→ **What this task involves**:
All the lines below need retyping exactly, apart from the images.

+--

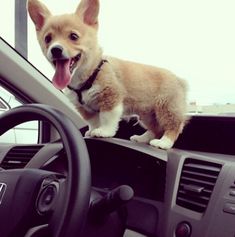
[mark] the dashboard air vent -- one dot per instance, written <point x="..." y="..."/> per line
<point x="197" y="182"/>
<point x="19" y="156"/>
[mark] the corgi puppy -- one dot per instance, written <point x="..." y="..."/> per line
<point x="104" y="89"/>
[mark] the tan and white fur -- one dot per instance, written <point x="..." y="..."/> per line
<point x="121" y="88"/>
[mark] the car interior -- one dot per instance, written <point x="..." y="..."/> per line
<point x="67" y="185"/>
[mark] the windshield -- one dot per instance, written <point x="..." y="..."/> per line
<point x="192" y="38"/>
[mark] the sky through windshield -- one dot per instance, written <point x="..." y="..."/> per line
<point x="192" y="38"/>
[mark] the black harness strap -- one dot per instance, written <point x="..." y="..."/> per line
<point x="86" y="85"/>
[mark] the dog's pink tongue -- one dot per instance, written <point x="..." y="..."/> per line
<point x="62" y="75"/>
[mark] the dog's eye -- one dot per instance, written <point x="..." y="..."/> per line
<point x="73" y="36"/>
<point x="48" y="39"/>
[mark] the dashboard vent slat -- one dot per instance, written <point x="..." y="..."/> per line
<point x="19" y="156"/>
<point x="196" y="185"/>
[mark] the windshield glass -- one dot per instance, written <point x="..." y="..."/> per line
<point x="192" y="38"/>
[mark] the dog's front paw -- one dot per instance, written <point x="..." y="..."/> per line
<point x="100" y="132"/>
<point x="144" y="138"/>
<point x="163" y="143"/>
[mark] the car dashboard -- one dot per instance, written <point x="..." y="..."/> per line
<point x="177" y="192"/>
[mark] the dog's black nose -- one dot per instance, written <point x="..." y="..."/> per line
<point x="57" y="51"/>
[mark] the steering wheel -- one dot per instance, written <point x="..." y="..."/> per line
<point x="27" y="195"/>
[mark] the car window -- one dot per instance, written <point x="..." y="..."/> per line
<point x="26" y="133"/>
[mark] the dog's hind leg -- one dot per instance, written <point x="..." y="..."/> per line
<point x="172" y="122"/>
<point x="109" y="121"/>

+--

→ **Your response**:
[mark] the dashboard air vent -- one dot per instance, written <point x="..." y="..."/> per line
<point x="197" y="182"/>
<point x="19" y="156"/>
[mark] the corgi puppy -- one dot per instance, written <point x="..." y="..."/> per line
<point x="104" y="89"/>
[mark] the tan and white fur -- one dot per instance, written <point x="..." y="..."/> per line
<point x="121" y="88"/>
[mark] the car interior -- one dot per instance, written <point x="..." y="..."/> per line
<point x="67" y="185"/>
[mark] the windshield -- one dot per instance, written <point x="..." y="..."/> per line
<point x="192" y="38"/>
[mark] the sky through windshield -- one dot per instance, written <point x="..." y="..."/> per line
<point x="192" y="38"/>
[mark] the black harness strap -- one dot per instance, written <point x="..." y="..."/> per line
<point x="86" y="85"/>
[mark] the dog's pink tongue -- one dot per instance, written <point x="..." y="..."/> per line
<point x="62" y="75"/>
[mark] the dog's eye -- one dot per instance, written <point x="..." y="..."/> per line
<point x="73" y="36"/>
<point x="48" y="39"/>
[mark] the dashboard vent slat -- one dot per instance, written <point x="..." y="..."/> per line
<point x="19" y="156"/>
<point x="196" y="185"/>
[mark] the windshield glass -- one dot per instance, written <point x="..." y="..."/> per line
<point x="192" y="38"/>
[mark] the dog's front paw -- one dot per instance, written <point x="..." y="..."/> per line
<point x="100" y="132"/>
<point x="144" y="138"/>
<point x="163" y="143"/>
[mark] the car dashboard -- one dot per instance, written <point x="..." y="..."/> per line
<point x="177" y="192"/>
[mark] the dog's black nose -- one dot per instance, written <point x="..." y="..."/> per line
<point x="57" y="51"/>
[mark] the steering wheel -- one dot per instance, written <point x="..." y="..."/> per line
<point x="27" y="195"/>
[mark] the car window -- one dot per instance, written <point x="..." y="..."/> per line
<point x="26" y="133"/>
[mark] the dog's hind leg -- one dot per instance, written <point x="..." y="..."/> per line
<point x="172" y="122"/>
<point x="109" y="121"/>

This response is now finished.